**Problem description**: Each entry must be reproduced precisely as it stands.
Listed records below:
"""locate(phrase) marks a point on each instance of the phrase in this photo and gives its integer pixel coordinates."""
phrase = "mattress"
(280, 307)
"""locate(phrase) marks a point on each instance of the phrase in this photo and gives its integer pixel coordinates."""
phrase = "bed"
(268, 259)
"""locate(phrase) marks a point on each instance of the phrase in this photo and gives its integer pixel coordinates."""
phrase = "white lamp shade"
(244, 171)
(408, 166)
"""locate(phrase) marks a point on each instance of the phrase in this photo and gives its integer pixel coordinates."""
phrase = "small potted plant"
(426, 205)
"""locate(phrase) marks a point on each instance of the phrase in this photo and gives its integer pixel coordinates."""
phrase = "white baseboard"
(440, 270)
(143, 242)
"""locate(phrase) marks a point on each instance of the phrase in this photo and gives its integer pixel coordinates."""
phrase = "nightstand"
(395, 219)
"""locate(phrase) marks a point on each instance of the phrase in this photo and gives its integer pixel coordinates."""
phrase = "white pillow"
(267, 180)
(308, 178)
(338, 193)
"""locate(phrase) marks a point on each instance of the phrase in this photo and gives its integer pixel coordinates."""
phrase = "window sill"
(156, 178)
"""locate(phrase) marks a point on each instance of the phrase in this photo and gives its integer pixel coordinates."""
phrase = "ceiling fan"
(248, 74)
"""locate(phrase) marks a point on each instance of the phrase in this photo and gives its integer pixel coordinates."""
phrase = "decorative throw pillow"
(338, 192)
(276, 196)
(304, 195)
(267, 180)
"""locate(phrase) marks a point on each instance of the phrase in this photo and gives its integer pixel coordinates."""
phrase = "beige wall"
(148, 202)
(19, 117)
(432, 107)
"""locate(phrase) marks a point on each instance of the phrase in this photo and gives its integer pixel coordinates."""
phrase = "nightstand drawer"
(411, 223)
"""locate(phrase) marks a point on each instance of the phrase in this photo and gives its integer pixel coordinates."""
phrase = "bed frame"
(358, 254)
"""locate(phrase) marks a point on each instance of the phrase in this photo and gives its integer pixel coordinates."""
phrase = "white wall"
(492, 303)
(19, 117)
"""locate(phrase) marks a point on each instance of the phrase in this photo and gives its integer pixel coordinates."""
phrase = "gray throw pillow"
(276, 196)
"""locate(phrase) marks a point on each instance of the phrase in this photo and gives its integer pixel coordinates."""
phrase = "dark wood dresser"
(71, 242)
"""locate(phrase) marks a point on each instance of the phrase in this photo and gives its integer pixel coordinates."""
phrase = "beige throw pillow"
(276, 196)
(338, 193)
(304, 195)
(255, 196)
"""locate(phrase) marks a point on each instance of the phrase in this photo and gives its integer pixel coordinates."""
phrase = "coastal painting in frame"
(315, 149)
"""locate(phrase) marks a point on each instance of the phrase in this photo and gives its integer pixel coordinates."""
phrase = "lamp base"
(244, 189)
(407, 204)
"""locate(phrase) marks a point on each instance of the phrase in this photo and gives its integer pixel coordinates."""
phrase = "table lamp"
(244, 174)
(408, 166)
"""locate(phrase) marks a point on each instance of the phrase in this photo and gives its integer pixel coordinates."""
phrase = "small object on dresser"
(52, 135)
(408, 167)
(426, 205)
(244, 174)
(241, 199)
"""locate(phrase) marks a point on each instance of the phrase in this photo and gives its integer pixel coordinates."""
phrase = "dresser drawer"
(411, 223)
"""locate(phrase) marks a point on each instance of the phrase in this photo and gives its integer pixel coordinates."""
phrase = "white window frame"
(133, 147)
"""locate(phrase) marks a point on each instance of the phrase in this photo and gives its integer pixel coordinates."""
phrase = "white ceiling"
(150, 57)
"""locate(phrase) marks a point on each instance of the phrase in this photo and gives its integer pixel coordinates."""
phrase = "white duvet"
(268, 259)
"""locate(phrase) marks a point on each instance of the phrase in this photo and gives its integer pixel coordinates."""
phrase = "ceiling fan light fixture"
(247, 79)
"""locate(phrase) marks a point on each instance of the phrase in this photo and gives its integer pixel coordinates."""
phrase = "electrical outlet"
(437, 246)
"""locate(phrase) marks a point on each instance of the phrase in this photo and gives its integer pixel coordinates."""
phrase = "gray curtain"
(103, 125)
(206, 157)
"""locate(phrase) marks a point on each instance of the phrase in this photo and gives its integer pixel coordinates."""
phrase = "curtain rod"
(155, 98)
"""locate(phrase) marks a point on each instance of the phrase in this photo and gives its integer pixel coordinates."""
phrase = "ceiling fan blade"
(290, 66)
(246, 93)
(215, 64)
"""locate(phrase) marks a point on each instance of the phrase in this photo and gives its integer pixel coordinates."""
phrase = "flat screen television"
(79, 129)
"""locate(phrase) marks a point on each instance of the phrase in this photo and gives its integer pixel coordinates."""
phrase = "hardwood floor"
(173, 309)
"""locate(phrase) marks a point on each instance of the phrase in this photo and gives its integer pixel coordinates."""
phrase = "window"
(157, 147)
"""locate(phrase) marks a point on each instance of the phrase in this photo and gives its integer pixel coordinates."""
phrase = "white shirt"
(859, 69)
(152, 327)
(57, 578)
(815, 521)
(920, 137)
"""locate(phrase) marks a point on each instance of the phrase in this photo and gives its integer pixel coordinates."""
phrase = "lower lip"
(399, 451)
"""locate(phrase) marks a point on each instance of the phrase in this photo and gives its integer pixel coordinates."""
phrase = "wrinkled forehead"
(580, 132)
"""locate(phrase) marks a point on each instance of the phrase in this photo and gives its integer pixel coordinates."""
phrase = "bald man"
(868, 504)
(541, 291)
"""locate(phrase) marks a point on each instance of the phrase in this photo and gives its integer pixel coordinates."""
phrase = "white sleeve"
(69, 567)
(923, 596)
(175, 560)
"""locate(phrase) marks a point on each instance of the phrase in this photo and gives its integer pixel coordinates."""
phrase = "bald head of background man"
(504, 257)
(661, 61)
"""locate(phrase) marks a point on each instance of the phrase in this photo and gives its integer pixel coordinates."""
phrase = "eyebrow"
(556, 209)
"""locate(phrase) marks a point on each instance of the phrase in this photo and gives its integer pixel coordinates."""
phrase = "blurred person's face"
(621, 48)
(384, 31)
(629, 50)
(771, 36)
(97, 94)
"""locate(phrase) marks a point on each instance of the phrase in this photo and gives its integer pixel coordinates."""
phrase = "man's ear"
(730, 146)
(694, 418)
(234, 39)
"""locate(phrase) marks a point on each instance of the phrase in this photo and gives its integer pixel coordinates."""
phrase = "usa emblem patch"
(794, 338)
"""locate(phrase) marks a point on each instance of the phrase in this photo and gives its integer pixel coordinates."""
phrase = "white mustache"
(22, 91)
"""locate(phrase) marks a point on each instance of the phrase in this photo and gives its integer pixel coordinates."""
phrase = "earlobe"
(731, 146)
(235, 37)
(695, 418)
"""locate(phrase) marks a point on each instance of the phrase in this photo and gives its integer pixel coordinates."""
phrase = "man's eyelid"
End of Listed records.
**Task response**:
"""locate(phrase) marks a point on each instance of the phrase in this photo and gives its integer pixel coordinates."""
phrase = "mattress"
(280, 307)
"""locate(phrase) marks a point on each instance of the phrase in this photo and gives its integer pixel coordinates."""
phrase = "bed"
(268, 259)
"""locate(phrase) marks a point on each instance of the phrase in this photo and gives its integer pixel coordinates."""
phrase = "white lamp shade"
(244, 171)
(408, 166)
"""locate(phrase) marks a point on each instance of the phrase in this photo and gives its integer pixel coordinates."""
phrase = "small potted plant"
(426, 205)
"""locate(phrase) marks a point on each instance of the phrase in this photo and gives its integer pixel coordinates."""
phrase = "white baseboard"
(440, 270)
(143, 242)
"""locate(phrase) marks a point on each instance of the phrase in this photo and gives its integer pixel coordinates."""
phrase = "nightstand"
(395, 219)
"""locate(phrase) marks a point on each instance of the phrase in this photo and gives its integer pixel coordinates."""
phrase = "white pillow"
(267, 180)
(308, 178)
(338, 193)
"""locate(phrase) marks a point on each instance of the phrase in this photo and gives its integer pixel coordinates."""
phrase = "window sill"
(156, 178)
"""locate(phrase) marks a point on each instance of the phrase in this photo and gives its integer pixel coordinates."""
phrase = "ceiling fan"
(248, 74)
"""locate(phrase) marks a point on each instance of the phrase in this photo and gives its integer pixel coordinates."""
phrase = "decorative throw pillow"
(338, 192)
(276, 196)
(304, 195)
(267, 180)
"""locate(phrase) marks a point on each instance of the phrase in this photo and gives its integer pixel coordinates."""
phrase = "beige wall"
(148, 202)
(19, 117)
(432, 107)
"""locate(phrase) marks a point on each instance of the phrase in this photo and gives its integer pixel coordinates."""
phrase = "nightstand drawer"
(411, 223)
"""locate(phrase) marks a point on each instance of the phrase in this photo and gives its integer pixel coordinates."""
phrase = "bed frame"
(358, 254)
"""locate(phrase) marks a point on each instance of the phrase in this photo and gives its integer pixel coordinates."""
phrase = "white wall"
(492, 303)
(19, 117)
"""locate(phrase) marks a point on each instance of the phrase in this photo and gives its integer pixel coordinates."""
phrase = "gray throw pillow"
(276, 196)
"""locate(phrase) marks a point on each instance of the phrase in this photo and gives its integer pixel coordinates."""
phrase = "dark wood dresser"
(71, 242)
"""locate(phrase) marks a point on each instance of the phrase in this photo and gives its integer pixel coordinates."""
phrase = "beige throw pillow"
(276, 196)
(338, 193)
(304, 195)
(255, 196)
"""locate(phrase) marks a point on each instance of the phrase in this photo and gives its integer pixel coordinates."""
phrase = "coastal painting in frame"
(315, 149)
"""locate(phrase) marks a point on each instance of the phrase in this photo and gives its integer pixel coordinates."""
phrase = "lamp base"
(244, 189)
(407, 204)
"""locate(phrase) marks a point on each instance of the phrase in this photo and gives its integer pixel coordinates."""
phrase = "table lamp"
(244, 174)
(408, 166)
"""locate(phrase) marks a point on each instance of the phrase in this photo and gives its integer pixel coordinates."""
phrase = "small object on dresser"
(52, 135)
(408, 167)
(426, 205)
(244, 174)
(241, 199)
"""locate(phrase) marks a point on each instance of the phrase in this photo and gives its integer pixel coordinates."""
phrase = "dresser drawer"
(411, 223)
"""locate(phrase) marks a point on each instance of the phrase in this photo and gives its integer pixel coordinates."""
phrase = "white window frame"
(133, 147)
"""locate(phrase) marks a point on each instance of the phrase in this photo and gives its integer pixel coordinates."""
phrase = "white ceiling"
(150, 57)
"""locate(phrase) marks a point on each instance of the phrase in this photo and gives its integer pixel coordinates."""
phrase = "white duvet"
(268, 259)
"""locate(phrase) marks a point on each instance of the phrase in this photo and gives its integer pixel coordinates."""
phrase = "ceiling fan light fixture"
(247, 79)
"""locate(phrase) marks a point on each instance of the phrase in this photo and gives its integer pixel coordinates."""
phrase = "electrical outlet"
(437, 246)
"""locate(phrase) marks a point on each instance of the phrase in this photo and gives its integer pixel coordinates."""
phrase = "gray curtain"
(103, 125)
(206, 157)
"""locate(phrase) marks a point on each instance of the phrase in this photo and gives its integer pixel coordinates."""
phrase = "curtain rod"
(155, 98)
"""locate(phrase) marks a point on each instance of the phrase in this photo and gives its integer pixel coordinates."""
phrase = "ceiling fan blade"
(290, 66)
(246, 93)
(215, 64)
"""locate(phrase) marks a point on each instance of the phrase in this photo and gives its integer pixel coordinates."""
phrase = "flat screen television"
(79, 129)
"""locate(phrase) marks a point on each instance of the phrase in this photo and gives its integer pixel coordinates."""
phrase = "hardwood floor"
(173, 309)
"""locate(phrase) marks a point on each instance of the phrase in this photo and gives its integer pixel coordinates."""
phrase = "window"
(157, 147)
"""locate(phrase) marks a point on each instance of the phrase in this photo and gives its integer pixel coordinates."""
phrase = "white shirt"
(859, 69)
(152, 327)
(57, 578)
(815, 521)
(920, 137)
"""locate(phrase) marks a point on each instance of the phrase in this photo and gives its integer pixel coordinates."""
phrase = "lower lip"
(399, 451)
"""locate(phrase) marks a point on each instance of the phrase in this photo and gives its integer pixel coordinates."""
phrase = "wrinkled forehead"
(580, 132)
"""locate(phrase) marks a point on each instance of the phrase in this photo and gives its integer pixel coordinates."""
phrase = "bald man"
(868, 504)
(541, 291)
"""locate(phrase) marks a point on each instance of the phrase in this photo and gives its integer pixel coordinates."""
phrase = "white sleeve"
(69, 567)
(923, 596)
(175, 560)
"""locate(phrase) marks a point on each instance of the phrase in this photo and gives its integer pixel coordinates."""
phrase = "bald head of background man"
(504, 257)
(661, 61)
"""locate(phrase) marks a point on each instance of the phrase in this photo and gives its integer pixel coordinates."""
phrase = "eyebrow"
(556, 209)
"""locate(phrase) marks a point on each instance of the phrase in this photo and gives its integer pixel coordinates."""
phrase = "blurred person's face"
(621, 48)
(384, 31)
(629, 50)
(771, 36)
(97, 94)
"""locate(phrase) marks a point on each instance of the phrase in this photo and gives its integer pixel coordinates."""
phrase = "man's ear"
(730, 146)
(694, 418)
(234, 39)
"""locate(phrase) marks a point on each instance of the phrase in this photo and gives its integer pixel coordinates."""
phrase = "usa emblem patch"
(794, 338)
"""locate(phrase) marks a point on each instance of the phrase in this photo and gives its integer pixel coordinates."""
phrase = "white mustache"
(22, 91)
"""locate(phrase) marks a point on each instance of the phrase in this photo and gives its integer pixel coordinates."""
phrase = "earlobe"
(731, 146)
(235, 37)
(695, 418)
"""locate(phrase) marks a point on each instance of the phrase in this photo and gives its integer pixel coordinates."""
phrase = "man's eyelid"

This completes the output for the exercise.